Information provided:

◆ ◆ ◆ ◆ ◆ ◆ ◆

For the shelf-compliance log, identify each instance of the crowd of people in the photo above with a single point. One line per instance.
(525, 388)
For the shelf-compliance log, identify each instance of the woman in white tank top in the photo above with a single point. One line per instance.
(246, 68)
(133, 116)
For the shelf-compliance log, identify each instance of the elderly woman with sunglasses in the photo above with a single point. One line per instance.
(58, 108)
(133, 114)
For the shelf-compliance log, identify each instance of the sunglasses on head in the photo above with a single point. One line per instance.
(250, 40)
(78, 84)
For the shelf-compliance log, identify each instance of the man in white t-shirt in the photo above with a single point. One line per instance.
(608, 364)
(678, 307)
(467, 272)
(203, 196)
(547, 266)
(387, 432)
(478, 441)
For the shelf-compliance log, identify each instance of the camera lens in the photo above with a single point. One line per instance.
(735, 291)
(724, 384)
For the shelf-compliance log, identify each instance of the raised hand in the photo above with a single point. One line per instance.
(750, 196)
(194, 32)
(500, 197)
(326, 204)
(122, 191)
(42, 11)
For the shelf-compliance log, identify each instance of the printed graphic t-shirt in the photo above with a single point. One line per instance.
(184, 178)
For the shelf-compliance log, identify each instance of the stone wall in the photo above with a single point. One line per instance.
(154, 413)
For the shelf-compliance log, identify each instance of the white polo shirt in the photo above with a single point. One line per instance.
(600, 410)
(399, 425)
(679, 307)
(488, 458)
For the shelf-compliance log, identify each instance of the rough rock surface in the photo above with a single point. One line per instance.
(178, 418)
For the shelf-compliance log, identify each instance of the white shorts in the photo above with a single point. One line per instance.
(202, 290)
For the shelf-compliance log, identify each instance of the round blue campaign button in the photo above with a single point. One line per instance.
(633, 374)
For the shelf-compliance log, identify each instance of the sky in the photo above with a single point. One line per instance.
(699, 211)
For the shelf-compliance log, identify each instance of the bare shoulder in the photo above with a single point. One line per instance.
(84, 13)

◆ ◆ ◆ ◆ ◆ ◆ ◆

Exercise task: Return every line exactly.

Exercise output:
For the shelf-compliance log, identify each instance of the crowd of people in the photo above with a single point. One line per instance.
(525, 388)
For the shelf-compliance log, identify each instance of the woman in white tank top in the photo above with a single point. One line per instance.
(246, 68)
(133, 116)
For the shelf-compliance log, identify each instance of the elderly woman with sunglasses in the photo above with a single point. One line per instance.
(58, 108)
(133, 114)
For the shelf-compliance log, identify each instance of the sunglasses on head in the photo above with a single point. One line per instance.
(250, 40)
(78, 84)
For the shelf-compliance log, identify each instance of the man in white t-shirt in the photo above with a single point. One line per instance.
(608, 364)
(678, 307)
(467, 272)
(203, 196)
(547, 266)
(387, 432)
(478, 441)
For the shelf-compliance log, identify each instance of the camera lens in the photo above with a single point. One line per instance.
(735, 291)
(724, 384)
For the shelf-compliance log, identify each instance of the raised hand in the photo above with a single point. One line per instance.
(750, 196)
(194, 32)
(500, 197)
(326, 204)
(122, 191)
(42, 11)
For the shelf-compliance log, identify each instance of the printed graphic t-shirt in the photo above with a single point. One line per instance.
(184, 178)
For the shelf-compliance log, identify each instance of the stone wall in the photo above with a single point. One line per instance.
(154, 413)
For the shelf-compliance log, identify each instance of the white polo shirt in the photo above with a single point. One line per instance.
(600, 410)
(399, 425)
(679, 307)
(488, 458)
For the shelf-compliance log, identify each instance of the rough rock surface in the photo above with a single point. One line per instance.
(178, 418)
For the shelf-compliance log, identify each instance of the white shorts in the photo above with a single point. One line per instance.
(202, 290)
For the shelf-compliance log, identify each instance of the round blue campaign button in the photo above with a single point. One line per instance.
(633, 374)
For the shelf-compliance log, identify each instance of the sky in the photo above with a single point. One line per instance.
(699, 211)
For the shelf-compliance log, identify each instance of the bare shoulder in the photo above with a single point. One line per instance.
(84, 13)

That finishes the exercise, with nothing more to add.